Task directions: Count the lines in the rows below that contain the string "tiled". Reply with the number alone.

Items from a data source
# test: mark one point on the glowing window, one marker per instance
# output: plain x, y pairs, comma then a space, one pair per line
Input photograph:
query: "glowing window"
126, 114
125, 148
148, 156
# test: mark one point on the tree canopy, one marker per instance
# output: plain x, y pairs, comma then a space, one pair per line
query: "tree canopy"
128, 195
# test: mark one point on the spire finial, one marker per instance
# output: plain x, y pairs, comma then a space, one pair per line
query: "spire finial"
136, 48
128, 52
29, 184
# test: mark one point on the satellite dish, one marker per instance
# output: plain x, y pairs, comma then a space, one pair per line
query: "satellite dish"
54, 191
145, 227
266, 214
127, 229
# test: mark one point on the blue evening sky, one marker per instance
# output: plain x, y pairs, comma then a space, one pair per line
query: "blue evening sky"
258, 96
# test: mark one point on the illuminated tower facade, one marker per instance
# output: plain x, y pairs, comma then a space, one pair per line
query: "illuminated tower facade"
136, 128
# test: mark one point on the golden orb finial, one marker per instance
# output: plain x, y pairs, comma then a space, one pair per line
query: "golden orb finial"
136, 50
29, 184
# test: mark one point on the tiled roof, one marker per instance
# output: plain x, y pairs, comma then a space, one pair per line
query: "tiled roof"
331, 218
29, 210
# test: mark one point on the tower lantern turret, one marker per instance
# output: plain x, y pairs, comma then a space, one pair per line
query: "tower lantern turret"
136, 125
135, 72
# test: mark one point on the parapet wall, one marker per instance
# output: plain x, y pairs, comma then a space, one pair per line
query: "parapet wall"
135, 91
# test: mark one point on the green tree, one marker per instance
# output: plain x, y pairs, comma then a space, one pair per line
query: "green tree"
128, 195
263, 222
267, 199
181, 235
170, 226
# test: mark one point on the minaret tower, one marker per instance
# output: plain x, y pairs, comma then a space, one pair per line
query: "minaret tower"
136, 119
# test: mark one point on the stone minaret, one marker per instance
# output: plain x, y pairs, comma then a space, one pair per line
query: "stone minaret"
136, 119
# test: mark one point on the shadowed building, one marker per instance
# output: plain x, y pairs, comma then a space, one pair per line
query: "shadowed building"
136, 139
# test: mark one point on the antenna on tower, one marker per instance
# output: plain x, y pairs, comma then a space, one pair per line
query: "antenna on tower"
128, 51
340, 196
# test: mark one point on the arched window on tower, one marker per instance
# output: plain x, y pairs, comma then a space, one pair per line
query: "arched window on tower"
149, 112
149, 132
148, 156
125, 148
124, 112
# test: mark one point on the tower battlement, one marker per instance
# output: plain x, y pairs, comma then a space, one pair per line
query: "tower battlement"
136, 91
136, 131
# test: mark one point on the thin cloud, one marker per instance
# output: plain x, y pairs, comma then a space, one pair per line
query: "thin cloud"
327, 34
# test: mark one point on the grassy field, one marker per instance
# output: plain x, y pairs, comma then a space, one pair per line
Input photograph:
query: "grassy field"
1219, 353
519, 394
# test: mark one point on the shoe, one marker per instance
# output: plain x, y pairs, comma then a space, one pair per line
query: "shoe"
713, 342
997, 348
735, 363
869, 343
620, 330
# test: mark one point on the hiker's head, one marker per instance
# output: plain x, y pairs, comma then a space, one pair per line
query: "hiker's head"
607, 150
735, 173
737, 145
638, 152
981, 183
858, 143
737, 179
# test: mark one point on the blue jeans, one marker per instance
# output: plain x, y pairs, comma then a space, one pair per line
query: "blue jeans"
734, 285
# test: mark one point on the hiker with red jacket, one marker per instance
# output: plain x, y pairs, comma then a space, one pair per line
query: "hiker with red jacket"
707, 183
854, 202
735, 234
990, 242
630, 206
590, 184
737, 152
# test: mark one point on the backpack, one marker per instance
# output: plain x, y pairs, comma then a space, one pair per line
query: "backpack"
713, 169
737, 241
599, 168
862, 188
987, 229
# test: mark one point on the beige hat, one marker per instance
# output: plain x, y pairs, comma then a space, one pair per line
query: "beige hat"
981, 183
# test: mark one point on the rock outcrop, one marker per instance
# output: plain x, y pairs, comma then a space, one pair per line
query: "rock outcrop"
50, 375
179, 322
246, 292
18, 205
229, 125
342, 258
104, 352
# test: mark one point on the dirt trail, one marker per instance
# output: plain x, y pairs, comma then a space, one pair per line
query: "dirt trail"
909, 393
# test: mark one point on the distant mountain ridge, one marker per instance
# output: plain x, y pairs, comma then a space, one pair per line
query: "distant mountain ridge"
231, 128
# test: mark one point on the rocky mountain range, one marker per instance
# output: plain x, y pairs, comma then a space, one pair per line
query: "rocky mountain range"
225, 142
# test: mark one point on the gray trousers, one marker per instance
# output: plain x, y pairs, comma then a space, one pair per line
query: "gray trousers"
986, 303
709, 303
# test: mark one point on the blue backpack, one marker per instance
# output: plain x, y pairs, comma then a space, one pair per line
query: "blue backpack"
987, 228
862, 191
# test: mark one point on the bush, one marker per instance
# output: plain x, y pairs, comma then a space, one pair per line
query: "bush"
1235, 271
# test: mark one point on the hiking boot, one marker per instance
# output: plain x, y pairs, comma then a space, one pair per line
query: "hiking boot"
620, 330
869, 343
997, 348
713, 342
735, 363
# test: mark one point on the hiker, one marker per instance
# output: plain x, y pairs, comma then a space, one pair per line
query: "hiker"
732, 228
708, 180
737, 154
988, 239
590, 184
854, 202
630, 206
* * *
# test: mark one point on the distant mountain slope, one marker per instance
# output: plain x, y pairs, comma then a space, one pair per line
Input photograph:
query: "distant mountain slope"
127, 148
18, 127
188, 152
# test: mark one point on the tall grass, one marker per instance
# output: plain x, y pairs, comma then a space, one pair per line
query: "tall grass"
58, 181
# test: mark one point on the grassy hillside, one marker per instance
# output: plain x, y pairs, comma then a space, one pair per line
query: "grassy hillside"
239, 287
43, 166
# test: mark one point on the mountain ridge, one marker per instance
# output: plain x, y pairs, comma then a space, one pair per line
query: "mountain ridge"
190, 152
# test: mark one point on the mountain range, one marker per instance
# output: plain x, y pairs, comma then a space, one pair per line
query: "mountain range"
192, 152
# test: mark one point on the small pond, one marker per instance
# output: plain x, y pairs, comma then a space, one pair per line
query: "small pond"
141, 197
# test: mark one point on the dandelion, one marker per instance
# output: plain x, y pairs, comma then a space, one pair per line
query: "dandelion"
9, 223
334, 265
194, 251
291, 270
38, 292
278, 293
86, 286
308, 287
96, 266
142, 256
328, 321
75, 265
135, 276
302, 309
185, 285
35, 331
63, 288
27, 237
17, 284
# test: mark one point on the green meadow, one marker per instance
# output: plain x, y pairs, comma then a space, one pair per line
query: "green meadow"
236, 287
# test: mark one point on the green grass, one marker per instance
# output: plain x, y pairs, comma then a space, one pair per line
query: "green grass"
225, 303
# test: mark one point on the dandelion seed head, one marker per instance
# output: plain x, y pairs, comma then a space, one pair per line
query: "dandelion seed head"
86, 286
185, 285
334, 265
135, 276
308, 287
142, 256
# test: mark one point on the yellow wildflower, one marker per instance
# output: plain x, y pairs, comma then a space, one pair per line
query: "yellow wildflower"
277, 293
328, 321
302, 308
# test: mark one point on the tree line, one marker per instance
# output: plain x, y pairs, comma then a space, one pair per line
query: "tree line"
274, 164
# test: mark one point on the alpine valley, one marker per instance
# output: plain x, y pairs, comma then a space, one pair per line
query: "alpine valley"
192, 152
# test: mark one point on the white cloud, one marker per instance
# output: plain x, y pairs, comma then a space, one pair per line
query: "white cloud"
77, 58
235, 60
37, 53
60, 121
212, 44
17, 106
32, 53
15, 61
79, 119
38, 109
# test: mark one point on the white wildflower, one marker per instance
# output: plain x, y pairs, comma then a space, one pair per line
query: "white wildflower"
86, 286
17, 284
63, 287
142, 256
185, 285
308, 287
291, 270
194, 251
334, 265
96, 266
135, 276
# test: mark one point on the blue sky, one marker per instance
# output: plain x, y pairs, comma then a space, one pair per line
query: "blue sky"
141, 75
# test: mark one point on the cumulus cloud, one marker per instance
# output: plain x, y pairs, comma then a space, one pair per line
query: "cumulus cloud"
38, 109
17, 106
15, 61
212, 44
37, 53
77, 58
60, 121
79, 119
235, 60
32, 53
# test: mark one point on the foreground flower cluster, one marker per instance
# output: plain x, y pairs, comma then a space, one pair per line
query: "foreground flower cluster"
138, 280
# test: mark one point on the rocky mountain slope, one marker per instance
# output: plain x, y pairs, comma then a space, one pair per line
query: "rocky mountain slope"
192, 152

Worked answer: 2